- OBJECTIVE: Reproduce the entries below word for word, line by line, without changing anything.

- RECORDS:
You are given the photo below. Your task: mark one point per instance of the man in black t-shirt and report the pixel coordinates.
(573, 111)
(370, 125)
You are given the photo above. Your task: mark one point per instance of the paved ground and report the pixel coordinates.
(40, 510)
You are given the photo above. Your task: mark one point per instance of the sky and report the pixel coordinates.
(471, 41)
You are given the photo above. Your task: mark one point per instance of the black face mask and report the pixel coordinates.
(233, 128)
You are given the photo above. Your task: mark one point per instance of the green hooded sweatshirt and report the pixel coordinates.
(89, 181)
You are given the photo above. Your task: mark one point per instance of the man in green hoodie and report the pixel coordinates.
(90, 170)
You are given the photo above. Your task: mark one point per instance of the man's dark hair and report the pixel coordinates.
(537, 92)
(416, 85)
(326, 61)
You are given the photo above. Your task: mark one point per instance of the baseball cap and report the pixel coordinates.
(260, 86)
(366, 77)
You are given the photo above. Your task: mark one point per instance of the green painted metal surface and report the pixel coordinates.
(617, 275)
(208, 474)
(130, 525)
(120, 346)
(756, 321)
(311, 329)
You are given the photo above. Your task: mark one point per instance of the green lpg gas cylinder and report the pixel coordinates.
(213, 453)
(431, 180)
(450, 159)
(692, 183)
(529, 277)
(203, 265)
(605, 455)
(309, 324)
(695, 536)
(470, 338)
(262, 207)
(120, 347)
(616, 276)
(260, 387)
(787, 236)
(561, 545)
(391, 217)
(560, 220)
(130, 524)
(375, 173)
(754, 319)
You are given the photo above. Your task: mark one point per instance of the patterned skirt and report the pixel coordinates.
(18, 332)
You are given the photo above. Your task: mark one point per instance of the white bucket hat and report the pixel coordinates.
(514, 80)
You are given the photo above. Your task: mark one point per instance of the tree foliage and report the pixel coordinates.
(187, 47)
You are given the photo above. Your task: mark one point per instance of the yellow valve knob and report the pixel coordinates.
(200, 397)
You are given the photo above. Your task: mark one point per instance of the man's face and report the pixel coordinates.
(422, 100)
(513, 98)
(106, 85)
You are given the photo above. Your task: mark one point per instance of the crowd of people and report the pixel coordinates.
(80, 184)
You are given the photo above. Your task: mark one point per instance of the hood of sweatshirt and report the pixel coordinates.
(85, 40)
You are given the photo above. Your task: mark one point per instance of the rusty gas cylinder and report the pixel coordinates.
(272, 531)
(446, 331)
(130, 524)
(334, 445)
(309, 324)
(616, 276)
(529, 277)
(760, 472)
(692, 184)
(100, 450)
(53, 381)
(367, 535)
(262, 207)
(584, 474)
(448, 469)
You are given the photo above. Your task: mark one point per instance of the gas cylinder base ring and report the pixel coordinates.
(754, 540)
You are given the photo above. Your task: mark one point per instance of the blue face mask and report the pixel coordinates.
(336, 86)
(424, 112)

- SOLUTION FOR THIS PROBLEM:
You are given the photo below. Your task: mark one point per instance of the man in black t-shirt and report the pixel coordinates.
(573, 111)
(370, 125)
You are given the photo above. Your task: mark one point per instance of the paved ground and report the pixel coordinates.
(40, 510)
You are given the photo above. Your task: mark one point per instance of the sky and report the pixel coordinates.
(471, 41)
You are given the photo above. Your task: mark one point per instance of the black face mask and report the pixel coordinates.
(233, 128)
You are given the photo above. Your task: mark one point per instance of the green hooded sweatshirt and report the pixel coordinates.
(89, 181)
You are given the photo above. Your task: mark one point per instance of the man in green hoodie and report the pixel coordinates.
(90, 170)
You are given the photo above. Your task: mark one point per instance of the man's dark hair and report the pixel coordinates.
(537, 92)
(416, 85)
(326, 61)
You are given the photo above. Your task: mark one point per instance of the baseball cap and report the pixel coordinates.
(260, 86)
(366, 77)
You are given the photo above. Your task: mark one point per instance of the green painted metal surface and report the pixel coordinates.
(617, 275)
(208, 474)
(130, 525)
(120, 346)
(756, 321)
(311, 329)
You are given the photo above. Your task: mark one point per instance of the green lpg gas cylinder and report the pixel coordinates.
(213, 453)
(431, 180)
(450, 159)
(692, 183)
(529, 277)
(203, 265)
(605, 455)
(309, 324)
(695, 536)
(470, 338)
(262, 207)
(120, 347)
(616, 276)
(260, 387)
(787, 236)
(561, 545)
(391, 217)
(560, 220)
(130, 524)
(375, 173)
(754, 319)
You are given the photo above. Your task: mark one point per instance of the patterned skirt and report the pixel coordinates.
(18, 332)
You are given the photo above. Your task: mark one point per instance of the white bucket hat and report the pixel coordinates.
(514, 80)
You are given the photo above. Your task: mark one point per instance of the tree foliage and report the pixel coordinates.
(187, 47)
You are given the photo above. Your task: mark one point per instance of the yellow valve knob and report the pixel coordinates.
(200, 397)
You are given the photo above. Your task: mark one point per instance of the man's face and report the pixel coordinates.
(422, 100)
(513, 98)
(106, 85)
You are given the photo above. Your task: mark one point per instance of the crowd of people and report the pixel coordinates.
(80, 184)
You are given the photo above. Your task: mark one point per instance of the hood of sweatshirt and report the pixel coordinates.
(85, 40)
You are given the photo above. Your task: mark one point per instance of the rusty gas cylinder and report the pixel coordinates.
(272, 531)
(446, 331)
(130, 524)
(334, 445)
(309, 324)
(616, 276)
(529, 277)
(760, 472)
(692, 184)
(100, 450)
(53, 381)
(367, 535)
(262, 207)
(584, 474)
(448, 469)
You are given the photo above. Your task: mark one point per instance of the gas cylinder base ring and report the pixel coordinates.
(754, 540)
You are given the photo above. Your task: mark one point per instance of the blue face mask and report the pixel coordinates.
(336, 86)
(424, 112)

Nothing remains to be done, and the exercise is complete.